== What you have to do ==
In the song review below, copy out the passage that begins at the words "The British release." and ends after "painful in places.", keeping every word and mark unchanged.

== Excerpted text ==
===
I’m putting up my guard / I’m locking up my heart / Telling the Cupid to pass by me / ‘Cos all love ever brought me was misery / Hello loneliness, goodbye love / I’m tired of being abused / And being mis-used / I’ve had my share of romance, no more for me / I’m locking up my heart, and throwing away the key!

The British release.  Scan kindly provided by '144man'.That’s Gladys’ bit, and it’s excellent. Wanda, who takes the choruses, is rather less excellent. For all her brilliant performances later in the Sixties (and her brilliant performance on the B-side, come to that), she was still a bit raw and unschooled at this point, and her shrieking lead here bears comparison with Eddie Kendricks’ efforts for the Temptations around the same time: shrill, grating, uncontrolled, nasty. You can see what HDH were trying to do, giving Wanda and her high falsetto free rein to swoop all over the place while the band, Wyanetta, Katherine and Georgeanna all kept things anchored, rolling along smoothly, but it really doesn’t work; it’s almost painful in places.

In later years, HDH would have smoothed this out in the studio, ordered retakes, even full-on remakes; but this was the start of 1963, and they didn’t have the “clout” to demand that sort of thing just yet. Instead, a second pressing of the record appeared two months later, featuring a remixed version of Locking Up My Heart altering some of the instrumentation and paring Wanda back a little bit; the effect, though, is pretty negligible.
===
== Dataset entries ==

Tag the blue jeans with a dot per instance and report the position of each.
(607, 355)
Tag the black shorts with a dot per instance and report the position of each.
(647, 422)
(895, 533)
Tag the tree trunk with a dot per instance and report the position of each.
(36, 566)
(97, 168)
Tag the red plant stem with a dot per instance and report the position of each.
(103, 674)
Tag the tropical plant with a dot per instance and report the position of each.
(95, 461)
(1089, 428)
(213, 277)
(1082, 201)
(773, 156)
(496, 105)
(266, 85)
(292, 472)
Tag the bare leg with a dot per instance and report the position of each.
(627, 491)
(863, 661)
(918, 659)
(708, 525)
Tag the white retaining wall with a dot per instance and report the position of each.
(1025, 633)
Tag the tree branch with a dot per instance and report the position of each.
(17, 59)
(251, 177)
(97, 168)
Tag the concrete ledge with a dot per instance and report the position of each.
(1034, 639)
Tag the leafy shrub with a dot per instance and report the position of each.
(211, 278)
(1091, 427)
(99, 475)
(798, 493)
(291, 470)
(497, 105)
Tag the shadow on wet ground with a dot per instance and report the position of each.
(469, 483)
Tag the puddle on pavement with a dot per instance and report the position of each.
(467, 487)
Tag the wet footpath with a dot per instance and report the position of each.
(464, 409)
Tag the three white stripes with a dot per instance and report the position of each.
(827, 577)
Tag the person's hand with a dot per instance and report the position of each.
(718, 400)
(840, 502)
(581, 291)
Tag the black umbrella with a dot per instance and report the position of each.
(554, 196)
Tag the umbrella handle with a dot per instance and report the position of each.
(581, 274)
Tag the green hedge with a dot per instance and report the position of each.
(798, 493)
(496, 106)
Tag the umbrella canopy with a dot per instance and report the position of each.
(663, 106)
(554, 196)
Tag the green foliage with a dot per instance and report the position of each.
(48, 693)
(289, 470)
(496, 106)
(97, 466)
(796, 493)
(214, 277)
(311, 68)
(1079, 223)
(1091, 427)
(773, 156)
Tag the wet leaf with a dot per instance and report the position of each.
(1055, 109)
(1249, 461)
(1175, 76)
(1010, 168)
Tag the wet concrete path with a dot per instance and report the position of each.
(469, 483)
===
== Reply to the task ==
The British release.  Scan kindly provided by '144man'.That’s Gladys’ bit, and it’s excellent. Wanda, who takes the choruses, is rather less excellent. For all her brilliant performances later in the Sixties (and her brilliant performance on the B-side, come to that), she was still a bit raw and unschooled at this point, and her shrieking lead here bears comparison with Eddie Kendricks’ efforts for the Temptations around the same time: shrill, grating, uncontrolled, nasty. You can see what HDH were trying to do, giving Wanda and her high falsetto free rein to swoop all over the place while the band, Wyanetta, Katherine and Georgeanna all kept things anchored, rolling along smoothly, but it really doesn’t work; it’s almost painful in places.